--- TASKS TO CARRY OUT ---
[1] List the drivers that the Alberta electricity market forecast names for the change in power pool pricing in 2021.
[2] Carry on the Alberta electricity market forecast from its last sentence.

--- DOCUMENT TEXT ---
Second quarter market forecast25 October 2021
The Alberta Electric System Operator (AESO) power pool pricing has changed materially in 2021. These changes are driven by:
- Carbon pricing
- Increased renewable generation without efficient battery storage
- Demand returning towards normal
The Alberta Electric System Operator (AESO) just celebrated its 20 year anniversary but is now going through an evolutionary phase unlike anything seen in its history. We expect higher and more volatile electricity prices in Alberta over the next several years. Market price spikes were historically driven by either extreme weather events (very hot or very cold) or a simultaneous combination of all of these three factors; 1. warmer/colder than usual, 2. planned/unplanned outages, and
3. renewable intermittence. As of 2021, that has changed to simply needing extreme weather or two of those three factors previously listed. The main drivers of this change are carbon pricing, increased renewable generation without efficient battery storage, and demand returning towards normal.

--- EXCERPTED DATA ---
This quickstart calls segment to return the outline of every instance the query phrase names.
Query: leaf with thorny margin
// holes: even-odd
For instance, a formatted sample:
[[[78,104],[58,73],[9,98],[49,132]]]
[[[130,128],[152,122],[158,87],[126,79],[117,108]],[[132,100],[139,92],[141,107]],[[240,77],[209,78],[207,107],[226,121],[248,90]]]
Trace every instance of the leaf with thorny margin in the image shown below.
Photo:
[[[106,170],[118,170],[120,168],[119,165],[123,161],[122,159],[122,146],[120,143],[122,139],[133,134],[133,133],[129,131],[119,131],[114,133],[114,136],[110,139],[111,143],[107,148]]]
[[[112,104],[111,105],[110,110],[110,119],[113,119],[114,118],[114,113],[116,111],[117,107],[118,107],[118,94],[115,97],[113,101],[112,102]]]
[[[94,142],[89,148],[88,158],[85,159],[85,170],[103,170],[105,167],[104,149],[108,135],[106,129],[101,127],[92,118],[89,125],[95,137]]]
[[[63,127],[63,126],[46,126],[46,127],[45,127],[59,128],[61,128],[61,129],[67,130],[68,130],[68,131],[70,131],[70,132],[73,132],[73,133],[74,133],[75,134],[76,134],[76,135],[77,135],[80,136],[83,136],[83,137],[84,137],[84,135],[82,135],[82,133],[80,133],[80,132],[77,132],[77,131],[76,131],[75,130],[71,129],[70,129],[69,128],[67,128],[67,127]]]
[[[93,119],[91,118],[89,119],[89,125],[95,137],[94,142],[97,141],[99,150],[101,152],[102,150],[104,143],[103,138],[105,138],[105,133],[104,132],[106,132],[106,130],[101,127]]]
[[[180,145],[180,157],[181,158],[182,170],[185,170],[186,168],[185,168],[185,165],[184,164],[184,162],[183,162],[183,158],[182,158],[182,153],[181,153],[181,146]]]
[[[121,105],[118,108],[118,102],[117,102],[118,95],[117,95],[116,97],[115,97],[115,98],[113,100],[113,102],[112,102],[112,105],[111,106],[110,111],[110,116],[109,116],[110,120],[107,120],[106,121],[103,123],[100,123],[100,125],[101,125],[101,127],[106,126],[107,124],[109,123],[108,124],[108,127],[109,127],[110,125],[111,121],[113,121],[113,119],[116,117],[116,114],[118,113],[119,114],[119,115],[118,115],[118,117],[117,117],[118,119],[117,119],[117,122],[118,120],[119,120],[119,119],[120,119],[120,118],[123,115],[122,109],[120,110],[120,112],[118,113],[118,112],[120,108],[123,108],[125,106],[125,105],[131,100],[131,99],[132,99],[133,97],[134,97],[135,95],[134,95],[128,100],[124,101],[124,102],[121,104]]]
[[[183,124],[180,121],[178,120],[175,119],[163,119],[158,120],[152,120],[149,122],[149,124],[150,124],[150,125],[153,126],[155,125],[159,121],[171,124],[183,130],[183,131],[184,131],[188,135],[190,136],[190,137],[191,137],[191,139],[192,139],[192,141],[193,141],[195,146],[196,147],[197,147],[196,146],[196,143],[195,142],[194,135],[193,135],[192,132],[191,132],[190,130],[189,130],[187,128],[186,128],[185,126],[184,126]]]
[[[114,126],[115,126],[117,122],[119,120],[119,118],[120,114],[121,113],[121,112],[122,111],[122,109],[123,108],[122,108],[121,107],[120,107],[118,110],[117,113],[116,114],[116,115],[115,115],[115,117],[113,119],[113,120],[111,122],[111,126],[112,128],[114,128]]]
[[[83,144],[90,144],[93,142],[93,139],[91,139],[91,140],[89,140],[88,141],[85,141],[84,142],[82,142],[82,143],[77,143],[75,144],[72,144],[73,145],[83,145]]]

--- EXERCISE RESPONSES ---
[1]
- Carbon pricing
- Increased renewable generation without efficient battery storage
- Demand returning towards normal

[2]
Carbon pricing has caused two market distortions. First, it has effectively raised the AESO pool price floor as cheap, baseload coal facilities are no longer as cheap as they used to be due to the high cost of their carbon footprint. Second, baseload coal facilities are being aggressively taken offline either permanently or being retrofit to be able to use natural gas as a fuel source, which is equally predictable but is less carbon-intensive. These retrofits will only re-enter the market in the years ahead. In the meantime, we have removed a low-cost and highly predictable source of energy.
Increased renewable generation without efficient battery storage
Wind and solar energy continue to come online at a rapid pace as they make up more of the generation stack. Wind and solar have virtually no carbon footprint themselves, but they are prone to renewable intermittence. This means that it is a lot harder to predict their output as the sun and the wind are subject to rapid changes in their condition (clouds, wind changing direction, etc.), which adds increased volatility to the generation stack. It is also impossible to schedule their production, so they are produced regardless if they are needed at that time or not (lots of wind in the middle of the night for example). Efficient battery storage would help to solve this intermittence problem but the current cost is prohibitive. Therefore, in the short term renewable intermittence will continue to contribute to wholesale market volatility.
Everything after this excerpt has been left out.